'''

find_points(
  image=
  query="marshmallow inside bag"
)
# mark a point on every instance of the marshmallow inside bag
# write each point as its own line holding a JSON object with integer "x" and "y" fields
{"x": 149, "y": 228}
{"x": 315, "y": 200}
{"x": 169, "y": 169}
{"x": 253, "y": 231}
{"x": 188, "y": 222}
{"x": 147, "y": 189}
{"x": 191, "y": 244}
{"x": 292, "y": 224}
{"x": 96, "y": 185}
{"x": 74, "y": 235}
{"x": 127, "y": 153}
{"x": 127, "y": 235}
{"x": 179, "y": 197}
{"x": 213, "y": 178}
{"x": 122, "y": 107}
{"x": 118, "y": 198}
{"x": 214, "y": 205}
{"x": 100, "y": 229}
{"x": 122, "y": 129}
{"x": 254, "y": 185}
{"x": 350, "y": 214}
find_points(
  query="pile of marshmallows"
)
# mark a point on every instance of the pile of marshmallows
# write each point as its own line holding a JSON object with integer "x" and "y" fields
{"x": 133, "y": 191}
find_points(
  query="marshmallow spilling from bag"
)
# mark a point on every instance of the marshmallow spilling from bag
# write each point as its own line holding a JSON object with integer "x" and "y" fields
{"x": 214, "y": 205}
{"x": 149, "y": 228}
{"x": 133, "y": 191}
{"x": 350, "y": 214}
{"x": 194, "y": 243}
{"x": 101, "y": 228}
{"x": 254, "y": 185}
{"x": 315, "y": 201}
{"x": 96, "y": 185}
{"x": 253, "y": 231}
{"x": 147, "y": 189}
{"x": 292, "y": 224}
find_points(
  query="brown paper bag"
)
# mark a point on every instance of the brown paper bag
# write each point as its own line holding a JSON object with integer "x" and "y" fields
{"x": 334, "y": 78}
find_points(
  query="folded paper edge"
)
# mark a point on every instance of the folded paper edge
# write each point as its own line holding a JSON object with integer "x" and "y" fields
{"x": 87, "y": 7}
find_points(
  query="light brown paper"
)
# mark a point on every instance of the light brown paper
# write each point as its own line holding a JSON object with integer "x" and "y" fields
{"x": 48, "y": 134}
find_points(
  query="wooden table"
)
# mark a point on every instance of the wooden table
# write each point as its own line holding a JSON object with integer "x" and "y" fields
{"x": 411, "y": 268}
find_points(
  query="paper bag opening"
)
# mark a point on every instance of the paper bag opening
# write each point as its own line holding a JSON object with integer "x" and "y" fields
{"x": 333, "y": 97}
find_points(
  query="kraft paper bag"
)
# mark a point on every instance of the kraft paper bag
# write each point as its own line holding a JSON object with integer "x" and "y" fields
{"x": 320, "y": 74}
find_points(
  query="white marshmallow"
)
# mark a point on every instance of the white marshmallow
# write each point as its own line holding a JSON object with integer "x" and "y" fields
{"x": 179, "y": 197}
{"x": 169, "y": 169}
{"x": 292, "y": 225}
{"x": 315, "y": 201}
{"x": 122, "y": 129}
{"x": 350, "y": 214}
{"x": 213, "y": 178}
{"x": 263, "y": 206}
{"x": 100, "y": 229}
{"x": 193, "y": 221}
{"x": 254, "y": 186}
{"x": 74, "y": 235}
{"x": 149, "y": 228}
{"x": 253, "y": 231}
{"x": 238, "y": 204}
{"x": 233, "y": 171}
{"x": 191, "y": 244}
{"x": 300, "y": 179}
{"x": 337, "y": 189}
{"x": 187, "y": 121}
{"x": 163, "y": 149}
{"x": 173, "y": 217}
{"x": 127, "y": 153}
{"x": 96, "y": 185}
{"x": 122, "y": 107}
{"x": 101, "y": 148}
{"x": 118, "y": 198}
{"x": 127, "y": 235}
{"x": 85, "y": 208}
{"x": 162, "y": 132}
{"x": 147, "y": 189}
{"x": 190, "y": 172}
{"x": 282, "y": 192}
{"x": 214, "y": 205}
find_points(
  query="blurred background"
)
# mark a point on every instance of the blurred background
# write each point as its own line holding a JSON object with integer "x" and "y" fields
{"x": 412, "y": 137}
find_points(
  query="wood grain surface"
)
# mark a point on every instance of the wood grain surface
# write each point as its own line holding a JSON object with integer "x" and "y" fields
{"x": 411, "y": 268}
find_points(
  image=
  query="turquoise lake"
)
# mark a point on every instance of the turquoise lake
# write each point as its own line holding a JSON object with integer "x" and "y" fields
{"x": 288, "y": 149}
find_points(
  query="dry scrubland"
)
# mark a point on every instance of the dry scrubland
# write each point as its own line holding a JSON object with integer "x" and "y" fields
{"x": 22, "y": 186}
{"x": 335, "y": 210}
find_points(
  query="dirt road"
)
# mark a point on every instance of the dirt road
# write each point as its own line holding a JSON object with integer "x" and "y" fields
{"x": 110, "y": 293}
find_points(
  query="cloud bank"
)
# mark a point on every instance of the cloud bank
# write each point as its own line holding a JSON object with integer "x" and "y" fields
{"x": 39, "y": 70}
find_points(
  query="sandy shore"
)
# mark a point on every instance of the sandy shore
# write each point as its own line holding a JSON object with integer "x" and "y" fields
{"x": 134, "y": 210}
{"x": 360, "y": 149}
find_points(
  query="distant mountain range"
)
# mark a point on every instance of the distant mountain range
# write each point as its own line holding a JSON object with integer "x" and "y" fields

'''

▶ **Set task**
Retype all of the entries precisely as they are.

▶ **Response to this task**
find_points(
  image=
  query="marshmallow inside bag"
)
# mark a point on every instance of the marshmallow inside bag
# write each point as its own line holding a JSON object with integer "x" and "y" fields
{"x": 149, "y": 228}
{"x": 315, "y": 200}
{"x": 169, "y": 169}
{"x": 253, "y": 231}
{"x": 188, "y": 222}
{"x": 147, "y": 189}
{"x": 191, "y": 244}
{"x": 292, "y": 224}
{"x": 96, "y": 185}
{"x": 74, "y": 235}
{"x": 127, "y": 153}
{"x": 127, "y": 235}
{"x": 179, "y": 197}
{"x": 213, "y": 178}
{"x": 122, "y": 107}
{"x": 118, "y": 198}
{"x": 214, "y": 205}
{"x": 100, "y": 229}
{"x": 122, "y": 129}
{"x": 254, "y": 185}
{"x": 350, "y": 214}
find_points(
  query="pile of marshmallows"
)
# mark a point on every instance of the pile of marshmallows
# write each point as its own line holding a JSON object with integer "x" and "y" fields
{"x": 133, "y": 191}
find_points(
  query="marshmallow spilling from bag"
)
# mark a point on every instance of the marshmallow spilling from bag
# write each point as its own line holding a JSON object with integer "x" and "y" fields
{"x": 214, "y": 205}
{"x": 149, "y": 228}
{"x": 133, "y": 191}
{"x": 350, "y": 214}
{"x": 194, "y": 243}
{"x": 101, "y": 228}
{"x": 254, "y": 185}
{"x": 315, "y": 201}
{"x": 96, "y": 185}
{"x": 253, "y": 231}
{"x": 147, "y": 189}
{"x": 292, "y": 224}
find_points(
  query="brown paper bag"
)
# mark a point on every instance of the brown paper bag
# write each point as its own line holding a JSON object with integer "x" and "y" fields
{"x": 334, "y": 78}
find_points(
  query="folded paper edge"
)
# mark a point on every instance of the folded paper edge
# write each point as its own line holding a JSON object with integer "x" and "y" fields
{"x": 87, "y": 7}
find_points(
  query="light brown paper"
)
# mark a point on every instance of the light brown paper
# write each point as its own line holding a JSON object with integer "x" and "y" fields
{"x": 48, "y": 134}
find_points(
  query="wooden table"
)
# mark a point on every instance of the wooden table
# write each point as its own line holding a JSON object with integer "x" and "y" fields
{"x": 411, "y": 268}
find_points(
  query="paper bag opening"
)
# mark a point on every instance of the paper bag opening
# write each point as its own line holding a JSON object with integer "x" and "y" fields
{"x": 333, "y": 97}
find_points(
  query="kraft paper bag"
)
# mark a point on every instance of the kraft paper bag
# write each point as its own line holding a JSON object with integer "x" and "y" fields
{"x": 320, "y": 74}
find_points(
  query="white marshmallow"
)
# mark a point on every instance of the white marshmallow
# write each point as its own line holding a JSON object with integer "x" and "y" fields
{"x": 179, "y": 197}
{"x": 169, "y": 169}
{"x": 292, "y": 225}
{"x": 315, "y": 201}
{"x": 122, "y": 129}
{"x": 350, "y": 214}
{"x": 213, "y": 178}
{"x": 263, "y": 206}
{"x": 100, "y": 229}
{"x": 193, "y": 221}
{"x": 254, "y": 186}
{"x": 74, "y": 235}
{"x": 149, "y": 228}
{"x": 253, "y": 231}
{"x": 238, "y": 204}
{"x": 233, "y": 171}
{"x": 191, "y": 244}
{"x": 300, "y": 179}
{"x": 337, "y": 189}
{"x": 187, "y": 121}
{"x": 163, "y": 149}
{"x": 173, "y": 217}
{"x": 127, "y": 153}
{"x": 96, "y": 185}
{"x": 122, "y": 107}
{"x": 101, "y": 148}
{"x": 118, "y": 198}
{"x": 127, "y": 235}
{"x": 85, "y": 208}
{"x": 162, "y": 132}
{"x": 147, "y": 189}
{"x": 190, "y": 172}
{"x": 282, "y": 192}
{"x": 214, "y": 205}
find_points(
  query="blurred background"
)
# mark a point on every instance of the blurred background
# write each point as its own line holding a JSON object with integer "x" and "y" fields
{"x": 412, "y": 137}
find_points(
  query="wood grain surface"
)
# mark a point on every instance of the wood grain surface
# write each point as its own line holding a JSON object with integer "x" and "y" fields
{"x": 411, "y": 268}
find_points(
  image=
  query="turquoise lake"
)
# mark a point on every instance of the turquoise lake
# write each point as its own line holding a JSON object with integer "x" and "y" fields
{"x": 288, "y": 149}
find_points(
  query="dry scrubland"
)
# mark a point on every instance of the dry scrubland
# write each point as its own line holding a JSON object with integer "x" and "y" fields
{"x": 22, "y": 186}
{"x": 335, "y": 210}
find_points(
  query="dirt road"
)
# mark a point on every instance of the dirt road
# write each point as its own line holding a JSON object with integer "x" and "y" fields
{"x": 110, "y": 293}
find_points(
  query="cloud bank"
)
# mark a point on every instance of the cloud bank
# write each point as its own line holding a JSON object with integer "x" and "y" fields
{"x": 39, "y": 70}
find_points(
  query="sandy shore"
)
# mark a point on every instance of the sandy shore
# write each point as its own line holding a JSON object with integer "x" and "y" fields
{"x": 134, "y": 210}
{"x": 360, "y": 149}
find_points(
  query="distant mountain range"
)
# mark a point on every instance of the distant mountain range
# write each point as its own line holding a JSON object with integer "x" and "y" fields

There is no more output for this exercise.